_Information given_:
--------------------------------------------------
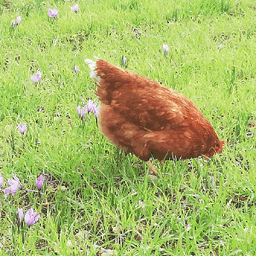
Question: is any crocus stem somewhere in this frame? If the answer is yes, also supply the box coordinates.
[21,229,25,244]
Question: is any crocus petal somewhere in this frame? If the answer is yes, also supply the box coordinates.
[0,173,4,188]
[18,124,27,134]
[30,70,42,83]
[36,174,44,189]
[86,100,95,112]
[76,106,88,117]
[16,205,24,225]
[25,208,40,226]
[163,44,169,55]
[48,9,59,18]
[92,106,100,117]
[16,16,21,24]
[74,66,79,74]
[70,4,78,12]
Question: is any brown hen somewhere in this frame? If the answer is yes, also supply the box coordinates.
[85,59,225,161]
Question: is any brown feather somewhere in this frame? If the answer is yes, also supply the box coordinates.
[87,60,225,160]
--------------------------------------------------
_Given exercise_: Copy the entries above, replacing every "this frame" with "this image" and changing nothing else. Leave out the picture.

_The answer_:
Question: is any crocus stem somewhere in this image? If the answer is yes, also supply the box coordinates.
[21,229,25,244]
Question: is any crocus petal somewhere in this image? If the answer is yes, also supply the box coordinates.
[0,173,4,188]
[18,124,27,134]
[30,70,42,83]
[36,174,44,189]
[86,100,95,112]
[76,106,88,117]
[16,205,24,225]
[25,208,40,226]
[163,44,169,55]
[48,9,59,18]
[92,106,100,117]
[16,16,21,24]
[74,66,79,74]
[70,4,78,12]
Question: is any brown hen somewhere in this image? If the answer is yes, also supply the box coordinates.
[85,59,225,161]
Question: is any brown feather somewhere in this image? If the answer is yes, also supply the box coordinates.
[87,60,225,160]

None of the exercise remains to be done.